━━ EXCERPTED DATA

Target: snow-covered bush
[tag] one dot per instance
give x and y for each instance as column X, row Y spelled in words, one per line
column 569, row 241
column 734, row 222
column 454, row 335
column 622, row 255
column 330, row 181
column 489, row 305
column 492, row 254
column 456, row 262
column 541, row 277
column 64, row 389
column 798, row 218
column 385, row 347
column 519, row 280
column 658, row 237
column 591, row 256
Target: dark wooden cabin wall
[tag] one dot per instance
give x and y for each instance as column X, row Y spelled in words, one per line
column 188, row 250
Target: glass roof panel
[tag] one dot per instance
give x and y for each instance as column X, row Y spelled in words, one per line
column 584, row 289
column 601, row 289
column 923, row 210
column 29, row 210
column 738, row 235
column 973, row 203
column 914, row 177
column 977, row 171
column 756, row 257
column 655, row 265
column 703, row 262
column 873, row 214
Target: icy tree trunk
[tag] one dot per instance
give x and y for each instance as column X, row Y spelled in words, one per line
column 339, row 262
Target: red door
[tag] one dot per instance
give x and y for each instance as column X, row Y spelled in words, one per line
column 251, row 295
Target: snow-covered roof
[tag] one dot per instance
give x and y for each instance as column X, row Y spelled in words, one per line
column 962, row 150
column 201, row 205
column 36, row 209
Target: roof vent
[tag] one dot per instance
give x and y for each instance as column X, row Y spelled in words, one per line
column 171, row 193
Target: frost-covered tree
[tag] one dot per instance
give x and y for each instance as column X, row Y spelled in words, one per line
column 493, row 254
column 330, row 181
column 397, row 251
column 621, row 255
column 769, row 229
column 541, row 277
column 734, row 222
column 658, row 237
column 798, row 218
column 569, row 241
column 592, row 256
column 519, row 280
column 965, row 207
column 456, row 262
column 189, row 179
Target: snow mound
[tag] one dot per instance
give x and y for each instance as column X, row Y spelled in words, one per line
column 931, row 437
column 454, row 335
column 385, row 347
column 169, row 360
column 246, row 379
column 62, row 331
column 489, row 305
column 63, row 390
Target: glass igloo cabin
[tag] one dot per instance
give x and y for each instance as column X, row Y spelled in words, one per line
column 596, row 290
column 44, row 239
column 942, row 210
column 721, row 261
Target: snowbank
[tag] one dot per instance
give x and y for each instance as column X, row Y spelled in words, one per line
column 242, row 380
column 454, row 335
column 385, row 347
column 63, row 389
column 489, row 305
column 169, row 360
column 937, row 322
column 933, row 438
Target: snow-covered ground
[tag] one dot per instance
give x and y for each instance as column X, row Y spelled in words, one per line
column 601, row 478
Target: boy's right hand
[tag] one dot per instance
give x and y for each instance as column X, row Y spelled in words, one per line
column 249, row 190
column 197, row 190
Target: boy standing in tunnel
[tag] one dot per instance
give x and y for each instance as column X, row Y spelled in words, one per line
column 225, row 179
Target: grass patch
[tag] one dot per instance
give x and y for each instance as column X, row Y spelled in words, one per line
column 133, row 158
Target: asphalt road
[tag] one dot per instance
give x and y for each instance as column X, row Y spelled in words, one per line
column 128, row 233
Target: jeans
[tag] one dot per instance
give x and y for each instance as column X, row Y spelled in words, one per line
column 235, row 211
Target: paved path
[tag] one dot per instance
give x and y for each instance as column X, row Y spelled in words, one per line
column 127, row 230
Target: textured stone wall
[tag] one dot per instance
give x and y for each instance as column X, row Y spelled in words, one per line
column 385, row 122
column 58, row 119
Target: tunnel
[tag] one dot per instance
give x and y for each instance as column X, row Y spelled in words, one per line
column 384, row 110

━━━━

ASSIGNMENT: Working from the material above, reproduce it in full and unchanged.

SOLUTION:
Target: snow-covered bush
[tag] one dot per instance
give x and y for each instance as column X, row Y spelled in words, one per line
column 569, row 241
column 734, row 222
column 454, row 335
column 622, row 255
column 330, row 181
column 489, row 305
column 492, row 254
column 456, row 262
column 541, row 277
column 64, row 389
column 798, row 218
column 385, row 347
column 519, row 280
column 658, row 237
column 591, row 256
Target: dark wooden cabin wall
[tag] one dot per instance
give x and y for each instance as column X, row Y spelled in words, one per line
column 188, row 250
Target: glass roof panel
[tag] one dot per instance
give x and y for each instance as column X, row Y spelled in words, one per line
column 584, row 289
column 601, row 289
column 923, row 210
column 29, row 210
column 738, row 235
column 973, row 203
column 914, row 177
column 977, row 171
column 756, row 257
column 655, row 265
column 703, row 262
column 873, row 214
Target: icy tree trunk
[tag] one dot per instance
give x and y for each instance as column X, row Y spelled in words, one per line
column 339, row 262
Target: red door
[tag] one dot per instance
give x and y for each instance as column X, row Y spelled in words, one per line
column 251, row 295
Target: snow-covered roof
[tag] one dot per instance
give x and y for each instance as column X, row Y spelled in words, one per line
column 962, row 150
column 201, row 205
column 36, row 209
Target: roof vent
[tag] one dot per instance
give x and y for each instance as column X, row Y spelled in words, one per line
column 171, row 193
Target: frost-covered tree
[tag] one dot per instance
give x and y for each instance as column X, row Y spelled in words, one per line
column 493, row 254
column 330, row 181
column 397, row 251
column 621, row 255
column 769, row 229
column 541, row 277
column 734, row 222
column 658, row 237
column 798, row 218
column 569, row 241
column 592, row 256
column 519, row 280
column 965, row 207
column 456, row 262
column 189, row 179
Target: snow mound
[tag] one dot per instance
give x and y for each instance as column X, row Y spelled in words, one per line
column 931, row 437
column 454, row 335
column 385, row 347
column 169, row 360
column 246, row 379
column 62, row 331
column 489, row 305
column 63, row 390
Target: glass igloo cabin
[tag] one dot per instance
give x and y for each instance as column X, row Y spelled in words, one per line
column 596, row 290
column 44, row 239
column 942, row 210
column 721, row 261
Target: snowbank
[tag] one dot per instance
give x and y for each instance as column X, row Y spelled in words, one per line
column 242, row 380
column 454, row 335
column 385, row 347
column 63, row 389
column 489, row 305
column 169, row 360
column 937, row 322
column 933, row 438
Target: snow-covered ground
[tag] one dot per instance
give x and y for each instance as column X, row Y spelled in words, one per line
column 601, row 478
Target: boy's right hand
[tag] one dot per instance
give x and y for each instance as column X, row Y spelled in words, one per line
column 249, row 190
column 197, row 190
Target: boy standing in tunnel
[tag] one dot per instance
give x and y for each instance as column X, row Y spelled in words, one per line
column 225, row 179
Target: grass patch
[tag] one dot per instance
give x and y for each instance as column X, row Y spelled in words, one per line
column 133, row 158
Target: asphalt road
[tag] one dot per instance
give x and y for each instance as column X, row Y spelled in words, one per line
column 128, row 233
Target: jeans
[tag] one dot per instance
give x and y for each instance as column X, row Y spelled in words, one per line
column 235, row 211
Target: paved path
[tag] one dot per instance
give x and y for each instance as column X, row Y spelled in words, one per line
column 127, row 230
Target: textured stone wall
[tag] one dot per instance
give x and y for each instance as column X, row Y spelled in words, one per line
column 385, row 122
column 58, row 119
Target: tunnel
[tag] one dot per instance
give x and y for each instance as column X, row Y spelled in words, one per line
column 384, row 110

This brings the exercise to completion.